SUPPLIED ENTRIES
## begin

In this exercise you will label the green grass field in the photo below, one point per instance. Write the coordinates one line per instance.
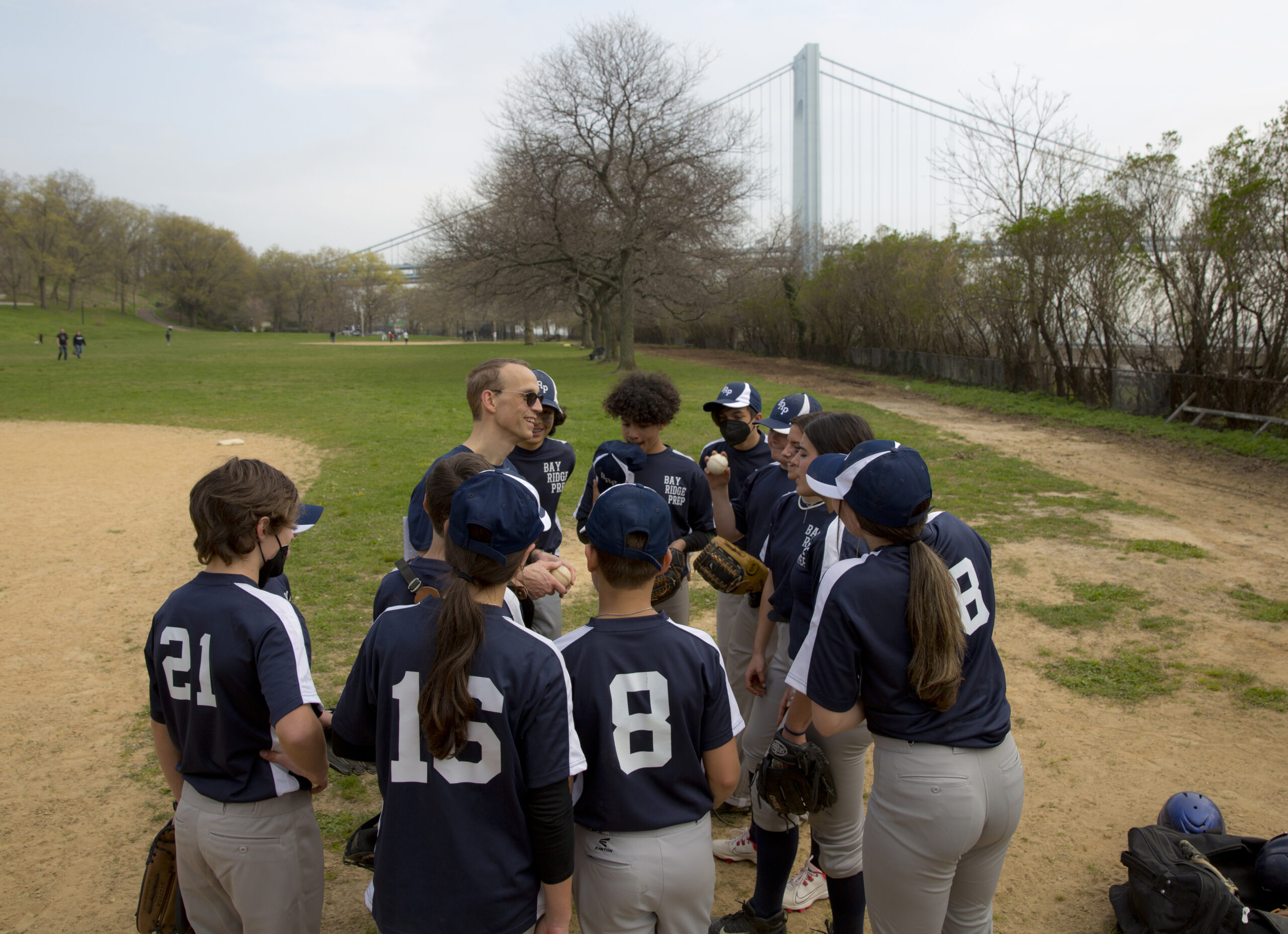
(383, 414)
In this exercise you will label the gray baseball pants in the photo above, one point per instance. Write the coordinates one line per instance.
(941, 820)
(548, 616)
(839, 830)
(654, 880)
(677, 606)
(256, 869)
(736, 638)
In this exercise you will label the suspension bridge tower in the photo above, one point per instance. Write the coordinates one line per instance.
(807, 155)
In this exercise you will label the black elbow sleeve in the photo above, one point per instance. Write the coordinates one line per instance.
(549, 813)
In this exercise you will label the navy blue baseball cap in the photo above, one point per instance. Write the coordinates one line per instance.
(886, 482)
(308, 518)
(504, 504)
(780, 418)
(549, 392)
(617, 461)
(736, 396)
(821, 475)
(630, 508)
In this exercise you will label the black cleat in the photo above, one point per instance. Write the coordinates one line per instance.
(746, 923)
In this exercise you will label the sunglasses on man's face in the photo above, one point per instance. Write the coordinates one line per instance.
(530, 397)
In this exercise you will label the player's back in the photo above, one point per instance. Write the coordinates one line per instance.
(521, 737)
(650, 697)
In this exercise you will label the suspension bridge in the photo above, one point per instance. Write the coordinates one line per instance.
(843, 155)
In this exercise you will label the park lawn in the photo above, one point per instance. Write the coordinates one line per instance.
(383, 414)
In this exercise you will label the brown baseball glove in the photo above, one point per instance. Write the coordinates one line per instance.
(730, 570)
(670, 580)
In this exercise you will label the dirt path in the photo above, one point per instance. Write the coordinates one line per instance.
(150, 316)
(1095, 768)
(93, 536)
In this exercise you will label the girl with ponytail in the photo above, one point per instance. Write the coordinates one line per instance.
(468, 717)
(902, 642)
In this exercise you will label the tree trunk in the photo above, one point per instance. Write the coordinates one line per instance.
(626, 337)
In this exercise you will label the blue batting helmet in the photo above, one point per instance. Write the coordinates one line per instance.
(1272, 868)
(1189, 812)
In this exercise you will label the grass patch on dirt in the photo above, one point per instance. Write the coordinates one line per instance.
(1094, 606)
(1165, 548)
(1052, 409)
(1128, 677)
(1257, 607)
(1245, 687)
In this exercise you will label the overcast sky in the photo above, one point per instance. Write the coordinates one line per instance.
(309, 124)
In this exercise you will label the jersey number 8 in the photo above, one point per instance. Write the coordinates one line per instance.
(972, 596)
(409, 767)
(655, 722)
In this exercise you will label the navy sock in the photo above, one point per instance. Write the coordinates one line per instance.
(848, 901)
(776, 852)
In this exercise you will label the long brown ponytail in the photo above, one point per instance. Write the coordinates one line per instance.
(934, 616)
(446, 705)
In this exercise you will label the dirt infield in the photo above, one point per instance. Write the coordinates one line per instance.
(93, 535)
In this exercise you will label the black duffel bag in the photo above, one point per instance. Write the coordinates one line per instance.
(1192, 884)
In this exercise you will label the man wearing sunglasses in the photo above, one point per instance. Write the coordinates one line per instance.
(505, 401)
(546, 464)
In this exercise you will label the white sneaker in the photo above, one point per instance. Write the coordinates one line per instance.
(737, 847)
(806, 888)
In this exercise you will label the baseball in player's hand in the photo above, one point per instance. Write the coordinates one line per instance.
(757, 674)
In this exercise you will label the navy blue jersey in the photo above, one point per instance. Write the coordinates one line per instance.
(797, 604)
(858, 645)
(680, 482)
(742, 464)
(470, 806)
(280, 585)
(759, 494)
(393, 589)
(419, 527)
(794, 525)
(650, 697)
(226, 663)
(546, 470)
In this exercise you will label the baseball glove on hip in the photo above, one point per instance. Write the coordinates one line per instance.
(670, 580)
(795, 780)
(730, 570)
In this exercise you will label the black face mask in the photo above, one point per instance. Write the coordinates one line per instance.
(274, 566)
(735, 432)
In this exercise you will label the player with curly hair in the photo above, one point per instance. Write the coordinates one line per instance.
(646, 404)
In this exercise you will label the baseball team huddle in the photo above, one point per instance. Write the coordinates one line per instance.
(525, 769)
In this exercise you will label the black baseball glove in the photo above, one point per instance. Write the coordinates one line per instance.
(795, 780)
(670, 580)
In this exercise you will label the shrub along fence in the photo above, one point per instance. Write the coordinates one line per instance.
(1138, 392)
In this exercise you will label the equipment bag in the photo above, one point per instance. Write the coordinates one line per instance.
(1192, 884)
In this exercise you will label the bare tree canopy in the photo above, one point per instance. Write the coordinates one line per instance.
(610, 182)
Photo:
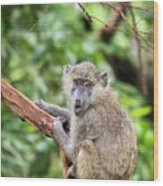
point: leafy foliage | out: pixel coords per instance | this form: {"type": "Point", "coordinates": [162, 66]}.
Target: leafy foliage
{"type": "Point", "coordinates": [37, 41]}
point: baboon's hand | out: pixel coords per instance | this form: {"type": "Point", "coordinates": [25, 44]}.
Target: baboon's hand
{"type": "Point", "coordinates": [39, 103]}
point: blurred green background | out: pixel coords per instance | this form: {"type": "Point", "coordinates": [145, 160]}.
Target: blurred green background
{"type": "Point", "coordinates": [37, 41]}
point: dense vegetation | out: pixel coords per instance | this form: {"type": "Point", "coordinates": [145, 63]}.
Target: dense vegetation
{"type": "Point", "coordinates": [37, 41]}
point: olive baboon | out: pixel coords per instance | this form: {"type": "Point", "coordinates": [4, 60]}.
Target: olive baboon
{"type": "Point", "coordinates": [102, 141]}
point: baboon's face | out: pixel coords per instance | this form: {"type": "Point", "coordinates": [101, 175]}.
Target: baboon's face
{"type": "Point", "coordinates": [81, 92]}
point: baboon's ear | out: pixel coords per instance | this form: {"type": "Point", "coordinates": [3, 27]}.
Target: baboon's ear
{"type": "Point", "coordinates": [67, 69]}
{"type": "Point", "coordinates": [104, 78]}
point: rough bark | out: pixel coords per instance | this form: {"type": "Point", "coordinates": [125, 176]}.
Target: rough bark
{"type": "Point", "coordinates": [28, 111]}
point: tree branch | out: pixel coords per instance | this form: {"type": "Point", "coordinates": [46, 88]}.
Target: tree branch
{"type": "Point", "coordinates": [28, 111]}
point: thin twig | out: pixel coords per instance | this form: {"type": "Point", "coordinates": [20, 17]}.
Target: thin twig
{"type": "Point", "coordinates": [141, 65]}
{"type": "Point", "coordinates": [85, 12]}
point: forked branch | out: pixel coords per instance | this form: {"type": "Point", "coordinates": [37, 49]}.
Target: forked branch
{"type": "Point", "coordinates": [28, 111]}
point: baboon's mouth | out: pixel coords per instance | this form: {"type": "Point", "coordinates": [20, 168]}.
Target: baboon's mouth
{"type": "Point", "coordinates": [78, 109]}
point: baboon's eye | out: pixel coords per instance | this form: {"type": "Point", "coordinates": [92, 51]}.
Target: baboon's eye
{"type": "Point", "coordinates": [78, 81]}
{"type": "Point", "coordinates": [88, 84]}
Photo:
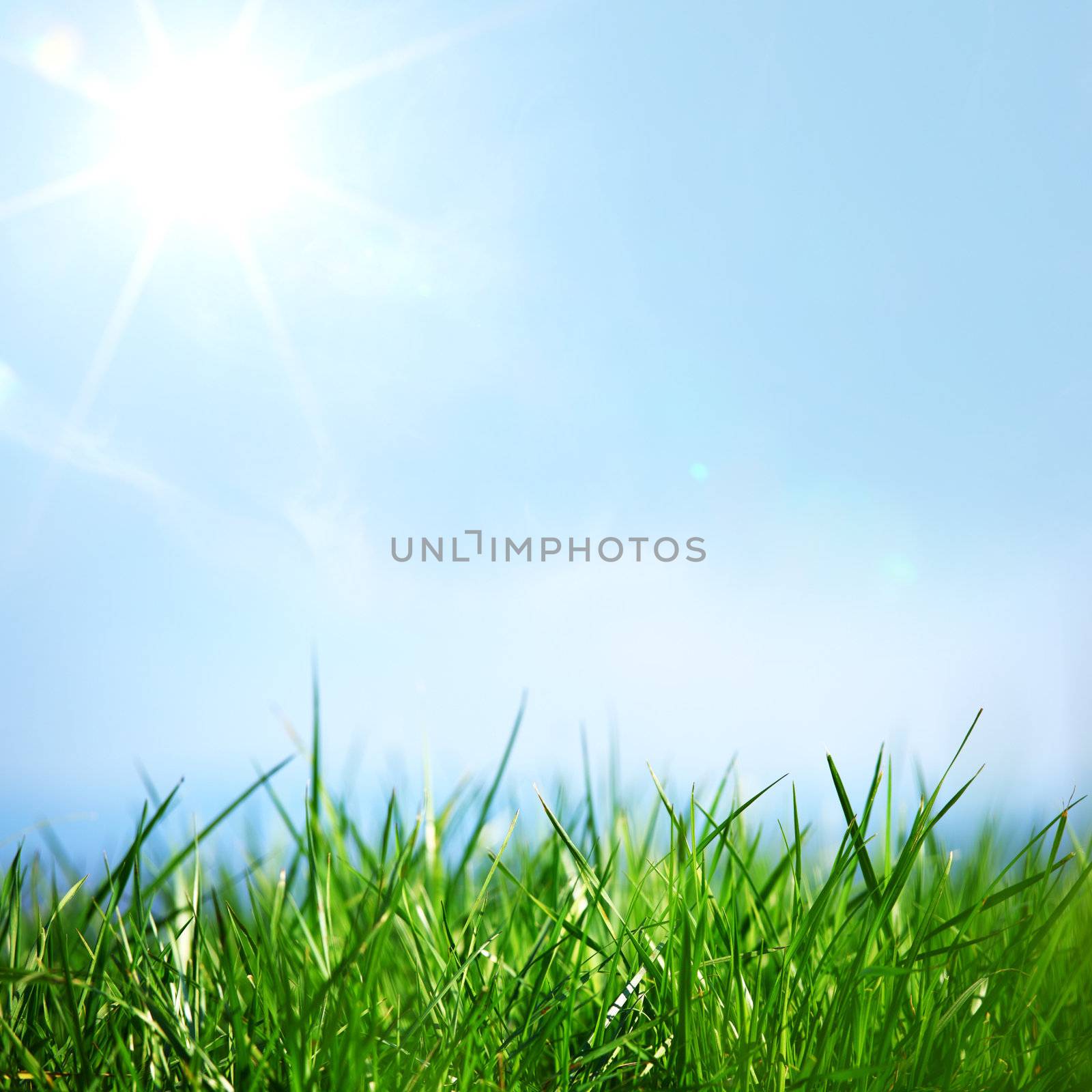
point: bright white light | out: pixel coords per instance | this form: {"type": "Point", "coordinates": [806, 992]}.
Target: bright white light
{"type": "Point", "coordinates": [207, 140]}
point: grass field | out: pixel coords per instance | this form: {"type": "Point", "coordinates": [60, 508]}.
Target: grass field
{"type": "Point", "coordinates": [671, 945]}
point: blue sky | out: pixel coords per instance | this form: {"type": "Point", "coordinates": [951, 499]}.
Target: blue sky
{"type": "Point", "coordinates": [837, 256]}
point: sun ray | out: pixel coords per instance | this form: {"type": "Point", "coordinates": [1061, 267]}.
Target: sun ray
{"type": "Point", "coordinates": [152, 25]}
{"type": "Point", "coordinates": [303, 391]}
{"type": "Point", "coordinates": [398, 59]}
{"type": "Point", "coordinates": [246, 25]}
{"type": "Point", "coordinates": [345, 201]}
{"type": "Point", "coordinates": [124, 308]}
{"type": "Point", "coordinates": [58, 190]}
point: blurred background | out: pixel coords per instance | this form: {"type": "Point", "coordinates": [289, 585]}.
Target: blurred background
{"type": "Point", "coordinates": [811, 283]}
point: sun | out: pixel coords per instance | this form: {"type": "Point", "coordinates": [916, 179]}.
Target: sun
{"type": "Point", "coordinates": [207, 140]}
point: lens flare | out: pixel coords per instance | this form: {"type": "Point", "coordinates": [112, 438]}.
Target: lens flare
{"type": "Point", "coordinates": [207, 140]}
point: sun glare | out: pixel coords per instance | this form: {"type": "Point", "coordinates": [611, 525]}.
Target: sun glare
{"type": "Point", "coordinates": [207, 140]}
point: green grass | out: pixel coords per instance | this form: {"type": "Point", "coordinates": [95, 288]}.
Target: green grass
{"type": "Point", "coordinates": [667, 946]}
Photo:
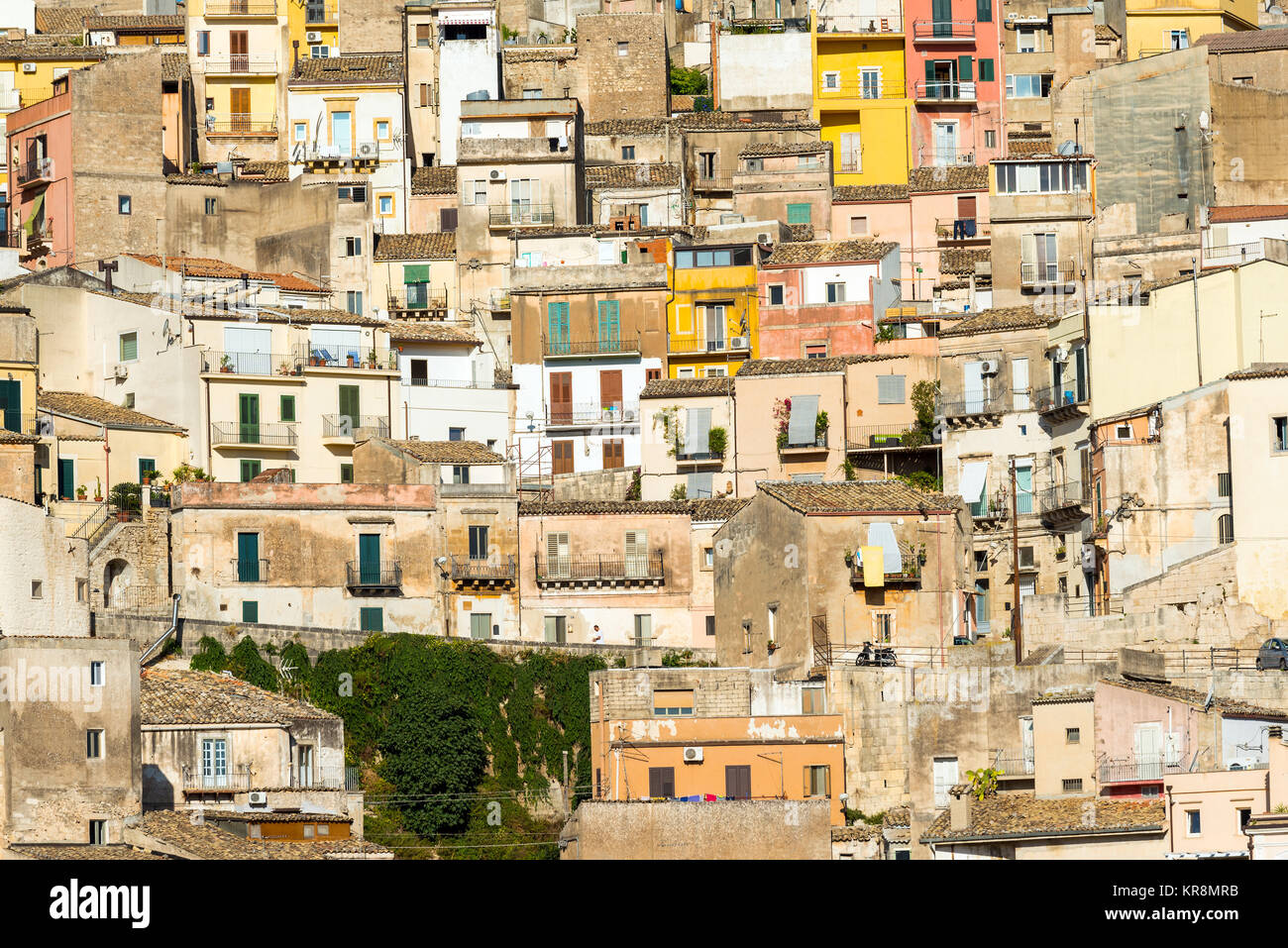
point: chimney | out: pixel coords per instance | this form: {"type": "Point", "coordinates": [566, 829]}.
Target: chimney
{"type": "Point", "coordinates": [958, 810]}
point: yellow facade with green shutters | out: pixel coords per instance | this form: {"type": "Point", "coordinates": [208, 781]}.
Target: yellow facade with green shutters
{"type": "Point", "coordinates": [862, 104]}
{"type": "Point", "coordinates": [1153, 26]}
{"type": "Point", "coordinates": [711, 320]}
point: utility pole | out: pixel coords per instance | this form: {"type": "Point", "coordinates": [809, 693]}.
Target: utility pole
{"type": "Point", "coordinates": [1017, 621]}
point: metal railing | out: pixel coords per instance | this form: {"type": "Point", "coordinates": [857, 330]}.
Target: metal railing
{"type": "Point", "coordinates": [613, 344]}
{"type": "Point", "coordinates": [268, 434]}
{"type": "Point", "coordinates": [948, 89]}
{"type": "Point", "coordinates": [592, 414]}
{"type": "Point", "coordinates": [943, 30]}
{"type": "Point", "coordinates": [520, 214]}
{"type": "Point", "coordinates": [373, 575]}
{"type": "Point", "coordinates": [357, 427]}
{"type": "Point", "coordinates": [492, 570]}
{"type": "Point", "coordinates": [635, 567]}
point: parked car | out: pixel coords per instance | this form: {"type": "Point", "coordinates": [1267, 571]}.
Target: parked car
{"type": "Point", "coordinates": [1273, 655]}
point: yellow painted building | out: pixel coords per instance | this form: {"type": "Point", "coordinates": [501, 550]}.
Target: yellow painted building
{"type": "Point", "coordinates": [1160, 26]}
{"type": "Point", "coordinates": [712, 324]}
{"type": "Point", "coordinates": [861, 101]}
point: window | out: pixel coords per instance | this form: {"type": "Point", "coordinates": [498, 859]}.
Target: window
{"type": "Point", "coordinates": [818, 780]}
{"type": "Point", "coordinates": [661, 782]}
{"type": "Point", "coordinates": [890, 389]}
{"type": "Point", "coordinates": [673, 702]}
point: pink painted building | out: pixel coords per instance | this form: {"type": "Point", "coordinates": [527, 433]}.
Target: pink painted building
{"type": "Point", "coordinates": [954, 80]}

## end

EXERCISE REQUIREMENTS
Convert the lines from the one containing "In this exercise you will label the grass" up to and including the one containing "(1245, 687)" into a Markdown table with the columns No. and Line. Give each line its own number and leave out any blank lines.

SOLVED EXERCISE
| No. | Line |
|---|---|
| 1 | In this exercise you will label the grass patch on dirt in the photo above, one point per instance. Write the coordinates one line per instance. |
| 2 | (1094, 606) |
| 3 | (1165, 548) |
| 4 | (1052, 409) |
| 5 | (1128, 677) |
| 6 | (1257, 607) |
| 7 | (1245, 687) |